What the task requires: According to the summit report below, which Fordham office organized the summit?

Welcoming remarks were delivered by John Cecero, S.J., vice president of mission integration and ministry; Gafney; Nilka Martel, founder of Loving the Bronx; and Jessenia Aponte, Bronx Borough commissioner, New York City Parks Department.

“We have come to realize the environment affects us all, no matter what neighborhood, what city, what country,” said Aponte. “We all share the same air and share the same planet. Every one of us has a role to play in understanding, shaping, and stewarding our lived environment.”

The first panel discussion centered on the relationship between climate displacement and racial justice. Annetta Seecharran, executive director of Chhaya Community Development Corporation, engaged with Fordham Professor Andrew Rasmussen, a member of the Psychology Department, where he heads the Culture, Migration, and Community Research Group before each answered questions from the audience. The conversation focused on climate-driven displacement, and climate impact on marginalized and migrant populations in New York, among engaging historically under-resourced communities around health disparities.

“We don’t know when the next Ida’s going to happen, it could happen next month,” said Seecharam.  “What we know is many of the folks who were displaced by Ida are still unhoused…Many are still living with friends and relatives. This is just a stark reminder of the urgency of housing and the affordability of housing, and the climate crisis.”

The keynote address entitled "Community Power: Environmental and Climate Justice" was delivered by Yeampierre, a co-chair of the Climate Justice Alliance and executive director of UPROSE, the Brooklyn-based nonprofit dedicated to the promotion of sustainability and resiliency through community organizing, education, leadership development, and artistic expression in Brooklyn. Yeampierre is an alumna of Fordham College Rose Hill.

Her passionate and personal address centered on her journey as an activist and practitioner, from her days in the Bronx to her current work in Brooklyn and around the world fighting for intergenerational frontline leadership in community building, community-based planning, research, and science, and the equitable distribution of resources. She challenged “extractive” institutions and organizations over transactional community relations in BIPOC communities, and compelled all leaders to listen to the voices of grassroots leaders with lived experience fighting for change. “We’re doing the work. Those of us coming from struggle, we’re doing the work. We have creativity and we are working so hard in the midst of having to personally hold all the things that come from being black, indigenous, and people of color,” said Yeampierre. “In the middle of all that, we also have to take care of this existential threat that’s being hoisted upon us.”

An action fair accompanied the discussions and featured organizations and agencies engaged in climate and environmental justice work, including the Association for Energy Affordability, the Academy of Medical and Public Health Services, the Harlem River Working Group, 511NY Rideshare, The Bronx is Reading, New York Public Interest Research Group, FERN Impact Partners, Trees New York, the New York City Parks Department, Bronx River Alliance, and Friends of Pelham Bay Park, as well a Fordham undergraduate club, Students for Environmental Action and Justice.

The summit was organized by Fordham’s Center for Community Engaged Learning, which builds bridges between the University’s Bronx and Manhattan campuses and neighboring communities to create collaborative programming and educational opportunities.

Referring expression pointing data

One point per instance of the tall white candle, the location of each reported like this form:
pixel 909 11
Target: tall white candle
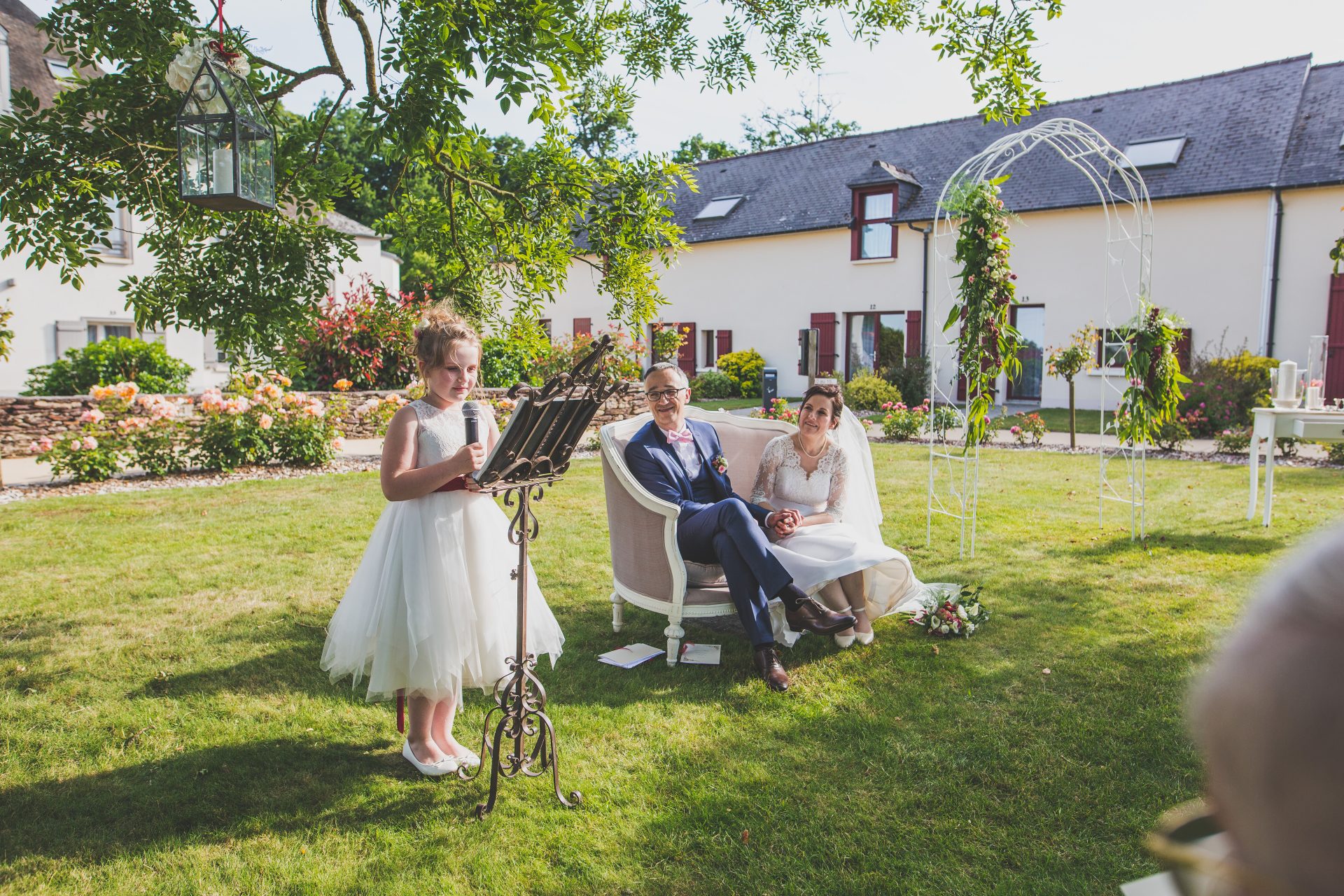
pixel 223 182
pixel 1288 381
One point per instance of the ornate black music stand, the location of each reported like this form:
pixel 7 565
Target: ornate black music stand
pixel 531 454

Task output: Fordham's Center for Community Engaged Learning